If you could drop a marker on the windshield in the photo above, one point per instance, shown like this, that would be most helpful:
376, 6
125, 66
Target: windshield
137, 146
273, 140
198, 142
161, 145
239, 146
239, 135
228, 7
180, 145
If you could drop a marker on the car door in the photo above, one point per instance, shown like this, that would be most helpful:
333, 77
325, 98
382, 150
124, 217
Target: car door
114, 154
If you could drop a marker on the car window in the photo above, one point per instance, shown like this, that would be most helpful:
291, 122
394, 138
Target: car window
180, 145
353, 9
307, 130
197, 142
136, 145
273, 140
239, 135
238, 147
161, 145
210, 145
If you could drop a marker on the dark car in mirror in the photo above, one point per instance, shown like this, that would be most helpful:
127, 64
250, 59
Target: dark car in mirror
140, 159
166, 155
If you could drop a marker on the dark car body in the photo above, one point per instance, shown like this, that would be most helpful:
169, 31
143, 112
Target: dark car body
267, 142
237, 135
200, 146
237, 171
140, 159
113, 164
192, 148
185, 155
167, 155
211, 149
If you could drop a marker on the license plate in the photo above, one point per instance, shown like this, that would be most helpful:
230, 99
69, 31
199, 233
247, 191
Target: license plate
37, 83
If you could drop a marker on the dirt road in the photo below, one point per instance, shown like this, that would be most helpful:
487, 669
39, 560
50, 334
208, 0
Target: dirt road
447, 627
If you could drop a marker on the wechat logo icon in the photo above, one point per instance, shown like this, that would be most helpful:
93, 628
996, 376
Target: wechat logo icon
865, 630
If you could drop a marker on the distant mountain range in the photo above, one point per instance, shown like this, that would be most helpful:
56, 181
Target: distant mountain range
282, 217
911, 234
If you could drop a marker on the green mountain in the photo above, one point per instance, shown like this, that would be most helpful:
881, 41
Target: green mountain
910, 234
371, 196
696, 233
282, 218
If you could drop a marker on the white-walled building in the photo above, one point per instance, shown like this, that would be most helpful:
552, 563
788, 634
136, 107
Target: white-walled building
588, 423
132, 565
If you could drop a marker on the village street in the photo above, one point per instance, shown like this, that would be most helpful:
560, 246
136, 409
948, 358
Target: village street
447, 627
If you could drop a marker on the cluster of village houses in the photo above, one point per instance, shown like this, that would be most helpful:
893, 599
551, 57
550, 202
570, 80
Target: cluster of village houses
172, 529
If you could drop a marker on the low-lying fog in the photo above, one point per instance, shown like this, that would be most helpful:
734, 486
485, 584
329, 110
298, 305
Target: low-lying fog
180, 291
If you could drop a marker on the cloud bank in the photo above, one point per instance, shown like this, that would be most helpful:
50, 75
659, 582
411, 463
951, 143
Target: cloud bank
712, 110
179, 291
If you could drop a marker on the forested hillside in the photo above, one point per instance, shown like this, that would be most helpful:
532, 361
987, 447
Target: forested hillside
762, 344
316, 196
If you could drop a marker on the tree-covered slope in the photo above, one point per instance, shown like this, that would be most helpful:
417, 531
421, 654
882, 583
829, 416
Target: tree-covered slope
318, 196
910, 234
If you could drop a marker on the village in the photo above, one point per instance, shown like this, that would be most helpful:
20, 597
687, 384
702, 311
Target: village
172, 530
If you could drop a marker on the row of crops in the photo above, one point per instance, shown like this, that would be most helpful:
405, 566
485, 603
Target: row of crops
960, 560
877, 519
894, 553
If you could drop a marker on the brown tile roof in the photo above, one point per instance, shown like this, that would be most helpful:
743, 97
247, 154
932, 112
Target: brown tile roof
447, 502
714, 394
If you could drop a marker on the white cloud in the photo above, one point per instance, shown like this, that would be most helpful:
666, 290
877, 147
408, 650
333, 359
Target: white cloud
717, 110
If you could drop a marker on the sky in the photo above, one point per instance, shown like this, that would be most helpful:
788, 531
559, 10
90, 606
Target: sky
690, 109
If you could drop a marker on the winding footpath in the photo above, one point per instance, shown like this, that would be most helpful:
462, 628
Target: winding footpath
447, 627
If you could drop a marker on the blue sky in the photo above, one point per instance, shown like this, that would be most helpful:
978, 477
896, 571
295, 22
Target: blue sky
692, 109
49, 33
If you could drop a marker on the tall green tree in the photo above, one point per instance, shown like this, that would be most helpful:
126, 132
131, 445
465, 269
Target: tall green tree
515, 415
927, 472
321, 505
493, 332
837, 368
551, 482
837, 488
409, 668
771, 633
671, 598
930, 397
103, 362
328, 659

■ **PROBLEM DESCRIPTION**: Could you reproduce all of the rows above word for word, from the first to the last, without changing or leaving out anything?

■ **ANSWER**:
If you could drop a marker on the windshield in the photo above, one point per instance, shown like this, that would be most helpful:
376, 6
125, 66
Target: windshield
137, 146
273, 140
198, 142
161, 145
239, 146
239, 135
228, 7
180, 145
If you could drop a marker on the car door in the photo above, one point per instance, shown like this, that would be most helpful:
333, 77
325, 98
382, 150
124, 217
Target: car door
114, 154
If you could drop a marker on the car window in the photo above, one point per instance, shown like this, that would be most helpful:
291, 122
394, 138
Target: car window
180, 145
353, 9
307, 130
197, 142
136, 145
273, 140
239, 135
238, 147
161, 145
210, 145
If you could drop a marker on the dark car in mirror in the photo above, one point per instance, shown like this, that would be most helpful:
127, 64
250, 59
Target: dark car in mirror
140, 159
166, 155
If you could drop a marker on the dark car body in the photo above, one point per instance, shown like this, that would be most helpful:
169, 31
143, 112
Target: dark car body
267, 142
237, 135
200, 146
237, 171
140, 159
113, 164
192, 148
185, 155
167, 155
211, 149
If you could drop a marker on the license plate in the photo above, one point per instance, shown like this, that would be most helpful:
230, 99
69, 31
199, 233
247, 191
Target: license plate
37, 83
If you could drop a marker on the dirt road in the photo below, one point per instance, shown like this, that would be most helpful:
487, 669
39, 560
50, 334
208, 0
Target: dirt road
447, 627
If you could drop a marker on the wechat logo icon in the photo above, one point per instance, shown like this, that would be most helpful:
93, 628
996, 376
Target: wechat logo icon
865, 630
If you could drop a marker on the distant mountain range in the photo above, one point per instance, shown like this, that would be most helpful:
56, 181
Target: distant mountain range
282, 217
911, 234
If you could drop a marker on the green mountain in the photo above, one point per instance, shown like this, that would be most helpful:
881, 41
Target: green mountain
910, 234
371, 196
696, 233
282, 218
If you could drop a marker on the white-walled building in the photo above, one point per instance, shown like this, that would be most helpful:
552, 563
788, 634
136, 107
Target: white-walled building
588, 423
132, 565
If you could drop a marker on the village street in the photo above, one point per instance, shown like this, that would be most helpful:
560, 246
136, 409
948, 358
Target: village street
447, 627
If you could drop a marker on the cluster of village houses in the photo above, one point per instance, shown like this, that would be most helpful:
893, 599
551, 57
550, 202
570, 80
Target: cluster of village houses
172, 529
If you could drop a marker on the low-lying fog in the photo above, one point per instance, shown like this, that would be most helpful:
734, 486
485, 584
329, 110
298, 305
Target: low-lying fog
180, 291
If you could drop a marker on the cloud bank in the photo above, one point per instance, shown like this, that would be most helpful:
50, 75
659, 582
411, 463
951, 143
Target: cloud bank
712, 110
179, 291
If you could drop a marker on the forested hillside in the photo above, one point per instance, shown like this, that would be most helpful:
532, 361
987, 447
Target: forested hillside
762, 344
316, 196
If you could drop a marker on the tree-covered slope in the photo above, one point per instance, shown like this, that would be most helpful:
417, 531
421, 654
882, 583
829, 416
Target: tree-covered slope
318, 196
910, 234
If you could drop a marker on the village in the photo above, one point per instance, shown like this, that would be most helpful:
20, 597
687, 384
702, 311
Target: village
172, 530
If you could drop a marker on the row of crops in the photo above, one point per instance, shown like this, that would be most helpful:
405, 566
485, 603
Target: row of crops
960, 560
877, 519
894, 553
If you could drop a marker on the brown tile roof in the photo above, one point per instance, shown like this, that would be most helpful:
743, 97
247, 154
932, 112
Target: brown tile roof
447, 502
714, 394
If you could drop a marker on the white cloud in the photo above, one point per instance, shown like this, that would be most helpful:
666, 290
877, 147
408, 650
333, 359
Target: white cloud
717, 110
If you could drop a marker on the sky in the photo above, one point per instance, shown like this, that would be most helpful:
788, 531
559, 10
90, 606
Target: sky
690, 109
If you could drop a marker on the winding footpath in the photo above, one point per instance, shown like this, that would be most helpful:
462, 628
Target: winding footpath
447, 627
If you could drop a marker on the blue sky in the photo above, one point per instance, shown like this, that would be most helpful:
978, 477
896, 571
295, 22
Target: blue sky
692, 109
49, 33
If you could drop a marker on the tall green tree in the photo above, one point per instance, shown like this, that would be most helpful:
126, 132
131, 445
465, 269
Target: tall green tree
515, 415
927, 472
321, 505
493, 332
837, 368
551, 482
837, 488
409, 668
771, 633
671, 598
930, 397
103, 362
328, 659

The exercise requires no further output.